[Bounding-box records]

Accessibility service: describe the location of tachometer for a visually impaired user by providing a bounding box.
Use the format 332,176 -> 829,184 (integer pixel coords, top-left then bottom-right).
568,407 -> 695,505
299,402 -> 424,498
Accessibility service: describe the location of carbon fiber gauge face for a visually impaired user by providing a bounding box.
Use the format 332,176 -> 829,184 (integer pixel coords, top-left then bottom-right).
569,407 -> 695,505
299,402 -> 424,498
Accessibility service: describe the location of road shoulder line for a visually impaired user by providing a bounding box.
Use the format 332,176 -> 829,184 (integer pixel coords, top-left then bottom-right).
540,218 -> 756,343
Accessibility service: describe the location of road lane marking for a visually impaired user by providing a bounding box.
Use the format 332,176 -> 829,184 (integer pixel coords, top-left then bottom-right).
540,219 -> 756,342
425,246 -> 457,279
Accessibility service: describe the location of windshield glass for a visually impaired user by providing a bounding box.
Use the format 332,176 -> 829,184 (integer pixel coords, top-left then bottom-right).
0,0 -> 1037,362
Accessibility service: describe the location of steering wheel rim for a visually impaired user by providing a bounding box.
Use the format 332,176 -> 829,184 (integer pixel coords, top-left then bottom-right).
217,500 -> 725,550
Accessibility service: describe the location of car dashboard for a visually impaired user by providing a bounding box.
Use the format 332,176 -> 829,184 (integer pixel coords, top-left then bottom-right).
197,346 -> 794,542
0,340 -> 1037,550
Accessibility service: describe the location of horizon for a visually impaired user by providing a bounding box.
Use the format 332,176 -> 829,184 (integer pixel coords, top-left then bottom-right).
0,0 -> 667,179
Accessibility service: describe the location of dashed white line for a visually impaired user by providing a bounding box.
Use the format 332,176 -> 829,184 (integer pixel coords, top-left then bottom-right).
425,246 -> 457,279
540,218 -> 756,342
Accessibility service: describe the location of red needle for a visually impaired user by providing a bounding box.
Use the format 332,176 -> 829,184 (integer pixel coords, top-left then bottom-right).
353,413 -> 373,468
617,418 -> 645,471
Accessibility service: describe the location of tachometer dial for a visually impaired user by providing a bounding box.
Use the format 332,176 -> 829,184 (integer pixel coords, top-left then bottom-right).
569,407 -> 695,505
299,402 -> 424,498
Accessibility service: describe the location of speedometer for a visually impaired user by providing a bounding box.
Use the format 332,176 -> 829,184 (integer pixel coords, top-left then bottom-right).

**Problem requirements:**
Please rewrite the records from the line with "Accessibility service: describe the location of horizon" to the line with "540,218 -> 756,342", both ends included, with the requests kept and 106 added to every coordinate in the answers.

**Problem solution:**
Accessibility service: describe the location of horizon for a visually impaired user by providing a bounding box.
Use the format 332,176 -> 829,184 (integer pixel coords, top-left then bottom-right).
106,106 -> 773,285
Accessibility service: describe the location of dashed white line for a visually impaired user by providing a bounding box.
Use the format 332,176 -> 829,184 (integer pixel coords, top-left then bottom-right).
531,352 -> 563,385
646,324 -> 862,448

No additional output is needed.